• TEXT SEGMENT:
*** Block opens ***

A look inside one NYC hospital on the front line of the coronavirus crisis

Inside the Intensive Care Unit on the eighth floor of Maimonides Medical Center in Brooklyn, the IV drip bags are eerily out of place.

Instead of hanging on metal stands next to the patients’ beds, they’re all out in the hallway — with extra-long tubing delivering drugs, nourishment and fluids to critically ill coronavirus victims in rooms behind closed doors.

The drastic measure — which allows doctors and nurses to treat people without exposure to their deadly disease — was shown to The Post during an exclusive tour of the hospital as it braces for the expected “apex” of the outbreak in New York later this month.

Inside the ICU rooms, 26 patients were lying in beds on Tuesday, more than twice the normal caseload of just 12.

Most were older men and women, about three-quarters of whom were heavily sedated and attached to ventilators, mercifully unaware of the tubes stuck down their tracheas and the machines that keep their lungs working and their bodies alive.

*** Block closes ***

• THE DATA:
*** Block opens ***

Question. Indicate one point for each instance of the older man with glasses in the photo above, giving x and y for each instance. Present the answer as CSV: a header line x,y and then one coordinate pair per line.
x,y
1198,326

*** Block closes ***

• TASKS FOR THIS EXERCISE:
1. From the Maimonides hospital report, list the things that the extra-long tubing delivers to the patients.
2. Carry on the Maimonides hospital report from its last sentence.

• RESPONSES IN ORDER:
1. drugs, nourishment, fluids

2.
But one young man — who appeared to be in his early 30s and otherwise fit, unshaven and with his brown hair in a crew cut — was awake and propped up on his bed.

A clear plastic oxygen mask was strapped to his face, and the silent hiss of the tank was his only companion as he stared with a desperate and forlorn look through the glass in the doors to his room.

“The most scary thing is to see how rapidly the patients deteriorate,” said Celeste Bethon, the Borough Park medical center’s vice president of nursing.

“When they deteriorate, they deteriorate very quickly. Their oxygen levels drop very quickly and it’s very difficult for us to get them back to where we want them to be.”